- STATED PROBLEM
Write out the data below in full, unchanged, minus the images.

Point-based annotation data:
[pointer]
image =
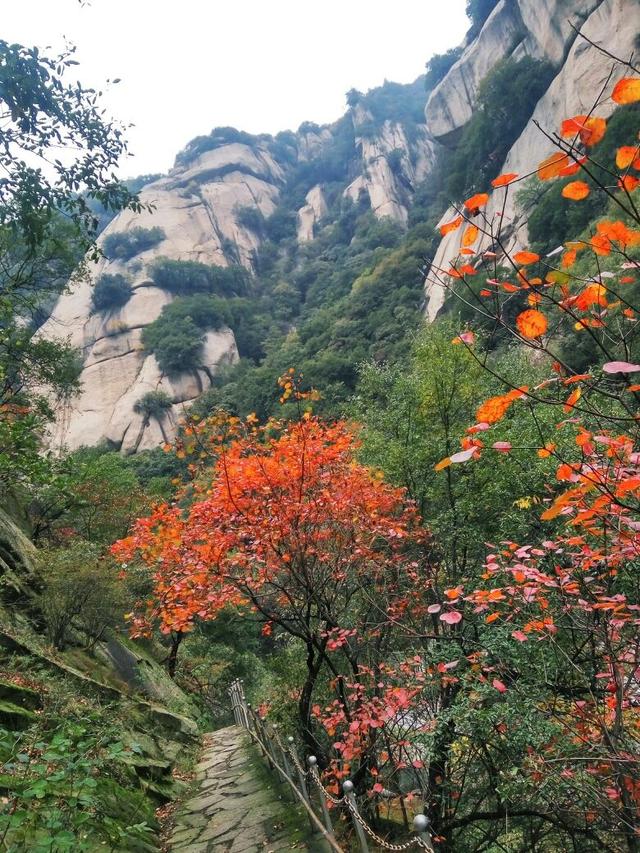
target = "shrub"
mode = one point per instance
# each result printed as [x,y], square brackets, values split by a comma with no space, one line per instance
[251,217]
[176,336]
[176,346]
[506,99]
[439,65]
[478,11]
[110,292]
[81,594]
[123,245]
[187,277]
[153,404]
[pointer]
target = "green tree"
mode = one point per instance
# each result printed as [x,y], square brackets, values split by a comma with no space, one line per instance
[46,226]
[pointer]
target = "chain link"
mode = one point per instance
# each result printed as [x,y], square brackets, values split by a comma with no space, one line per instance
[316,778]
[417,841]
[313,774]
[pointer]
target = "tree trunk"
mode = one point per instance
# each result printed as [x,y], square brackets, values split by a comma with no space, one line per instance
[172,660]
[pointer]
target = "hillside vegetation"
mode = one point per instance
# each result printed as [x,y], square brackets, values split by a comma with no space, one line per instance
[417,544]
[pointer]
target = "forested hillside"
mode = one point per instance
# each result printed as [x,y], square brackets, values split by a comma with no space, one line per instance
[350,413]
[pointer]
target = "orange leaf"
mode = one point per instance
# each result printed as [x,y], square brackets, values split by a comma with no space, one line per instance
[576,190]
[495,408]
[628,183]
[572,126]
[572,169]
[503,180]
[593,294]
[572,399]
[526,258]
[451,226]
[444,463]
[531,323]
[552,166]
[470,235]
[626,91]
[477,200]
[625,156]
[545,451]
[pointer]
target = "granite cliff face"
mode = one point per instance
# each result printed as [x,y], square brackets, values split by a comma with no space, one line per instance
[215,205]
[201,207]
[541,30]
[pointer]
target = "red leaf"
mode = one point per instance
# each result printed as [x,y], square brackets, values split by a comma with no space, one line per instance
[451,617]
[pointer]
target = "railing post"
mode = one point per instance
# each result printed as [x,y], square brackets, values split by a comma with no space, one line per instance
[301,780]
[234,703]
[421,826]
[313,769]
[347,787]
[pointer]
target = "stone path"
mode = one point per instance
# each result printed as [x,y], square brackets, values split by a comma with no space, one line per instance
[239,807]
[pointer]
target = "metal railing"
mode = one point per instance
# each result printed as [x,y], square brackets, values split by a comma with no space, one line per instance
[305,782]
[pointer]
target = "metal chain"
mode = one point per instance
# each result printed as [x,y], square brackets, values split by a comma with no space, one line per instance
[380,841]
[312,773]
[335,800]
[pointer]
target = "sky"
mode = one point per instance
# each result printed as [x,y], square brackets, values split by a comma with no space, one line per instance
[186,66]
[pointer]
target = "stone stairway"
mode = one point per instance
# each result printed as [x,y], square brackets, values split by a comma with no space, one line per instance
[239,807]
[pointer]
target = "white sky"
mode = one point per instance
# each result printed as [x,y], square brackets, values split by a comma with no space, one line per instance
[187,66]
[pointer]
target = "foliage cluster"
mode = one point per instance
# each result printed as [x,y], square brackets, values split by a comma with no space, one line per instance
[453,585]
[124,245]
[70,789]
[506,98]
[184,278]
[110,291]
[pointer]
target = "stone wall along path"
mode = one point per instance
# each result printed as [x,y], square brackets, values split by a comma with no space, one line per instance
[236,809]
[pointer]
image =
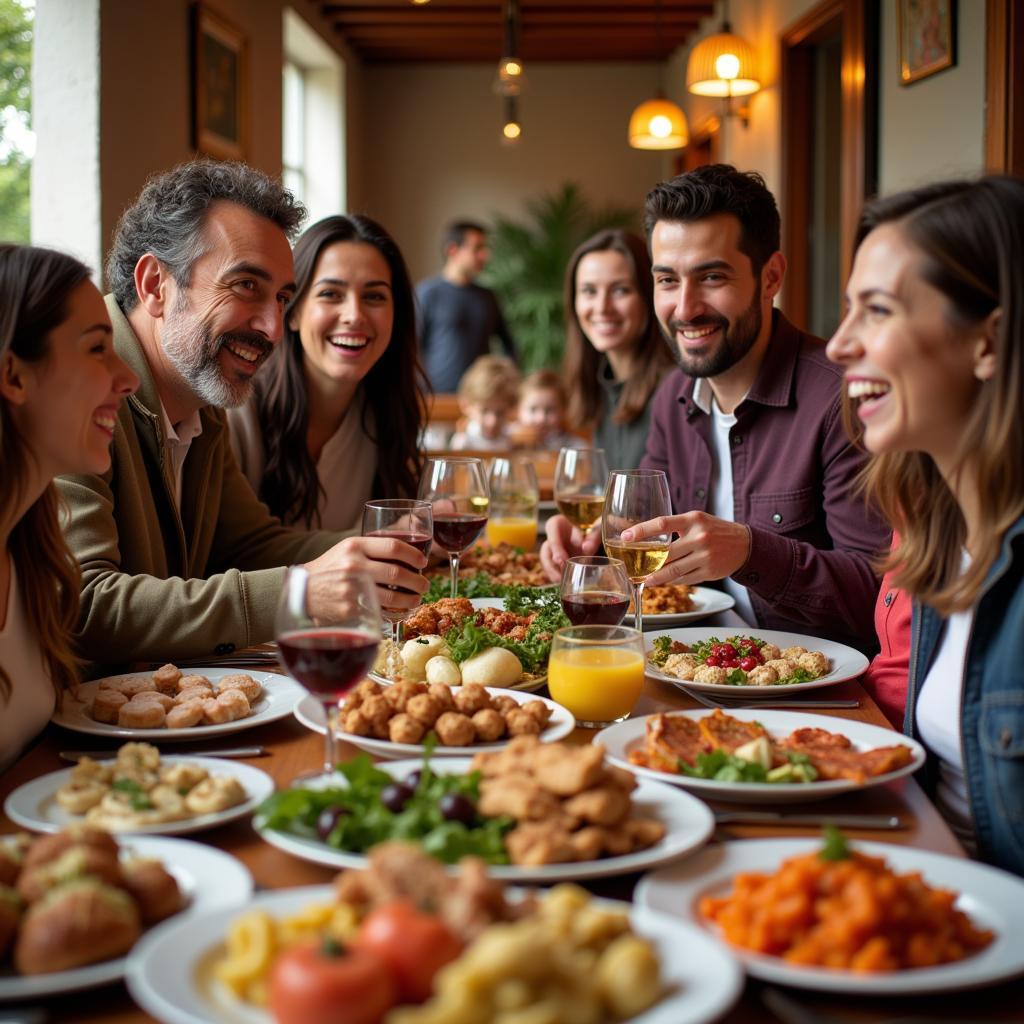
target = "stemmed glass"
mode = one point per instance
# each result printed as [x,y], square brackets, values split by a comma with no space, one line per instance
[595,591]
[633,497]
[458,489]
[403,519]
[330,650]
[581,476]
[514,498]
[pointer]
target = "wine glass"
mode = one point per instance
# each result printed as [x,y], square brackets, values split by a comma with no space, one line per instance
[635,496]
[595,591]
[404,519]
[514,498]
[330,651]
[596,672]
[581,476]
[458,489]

- REPLY
[pointer]
image =
target = "shrub"
mode = one point per instance
# each result printed as [x,y], square brackets, values split by a comma with no space, one line per instance
[251,217]
[176,336]
[176,346]
[506,99]
[439,65]
[478,11]
[110,292]
[81,594]
[123,245]
[187,277]
[153,404]
[pointer]
target = "green tree"
mode = one point per instance
# each result printed as [x,y], square brackets, values split by a comma with no space, one line per instance
[46,226]
[pointer]
target = "chain link"
mode = one point per instance
# each result printed as [x,y], square brackets, values split by a comma with no space, one line per instance
[316,778]
[417,841]
[313,774]
[pointer]
target = "tree trunk"
mode = one point per instance
# each result printed as [x,y], square brackets, values split by a comma with no space, one line per instance
[172,660]
[pointer]
target = "hillside vegetation"
mode = one point per instance
# each result printed as [x,y], square brackets, values split by a comma with no space, one line per instance
[417,544]
[pointer]
target = "forested hillside"
mode = one point per instance
# each result printed as [x,y], square brackets, values split by a comma with no space, one line per instance
[350,413]
[pointer]
target = "orange leaf"
mode = one point per instance
# each result printed as [x,y], square brackets, values split by a comma with no space, one line per instance
[576,190]
[495,408]
[628,183]
[572,126]
[572,169]
[503,180]
[593,294]
[572,399]
[526,258]
[451,226]
[444,463]
[531,323]
[552,166]
[470,235]
[626,91]
[477,200]
[625,156]
[545,451]
[pointer]
target = "granite cliff face"
mode = one point per instance
# each result printed as [x,y], square brackets, values split by a comma with no space, one line per instance
[215,205]
[201,207]
[541,30]
[pointer]
target = "red leaf"
mode = one point per instance
# each result printed as [x,y], square brackets, values split by a comma with no space, one line per instance
[451,617]
[pointer]
target = "railing post"
mode = one point per instance
# each result printed as [x,y], square brackets, values split by a comma with no space, one line per instance
[301,780]
[234,703]
[421,826]
[313,769]
[347,787]
[pointer]
target = "stone path"
mode = one point per instance
# each result printed as [x,y], square brackets, values split by a comma with no space, one line per instance
[239,807]
[pointer]
target = "metal railing"
mode = one point per instance
# each result printed as [x,y], square brackets, values split by a comma with no space, one line per instance
[305,782]
[pointer]
target = "metal chain"
mode = one point per instance
# each result printed as [x,y], square brackets, values split by a comma with no space, one line per instance
[380,841]
[312,773]
[335,800]
[pointer]
target = "sky"
mode = one point per instance
# each result printed as [x,y], square brackets, values split by a comma with no space, one line per instance
[186,66]
[pointer]
target = "stone stairway"
mode = one point per instance
# each result printed as [x,y], square brackets, values split by a comma with no space, one line per instance
[239,807]
[pointer]
target = "white sky"
mode = one point per instance
# each result printed as [x,y], square brackets, values split by a comma with no space, one line per instance
[187,66]
[pointer]
target = "foliage cluster"
mode = one point per instance
# each result printed as [x,y], square brackets, values split by a comma with no space, one line per instance
[453,585]
[124,245]
[70,789]
[506,98]
[184,278]
[110,291]
[pointer]
target = "stone wall along path"
mode = one point per instance
# each result printed as [x,y], square brackets, values split by a comma with no space, one line per instance
[236,809]
[pointer]
image =
target = "stemmed glass"
mode = one point per instance
# each result printed as [x,y], square brackets, values split by a comma with no space, one line per instance
[595,591]
[633,497]
[458,489]
[403,519]
[330,650]
[581,476]
[514,498]
[pointer]
target = "wine glass"
mode = one point per instance
# each result printed as [x,y], square brackets, values split by a comma with no space, one line per instance
[635,496]
[595,591]
[404,519]
[514,498]
[330,651]
[596,672]
[581,476]
[458,489]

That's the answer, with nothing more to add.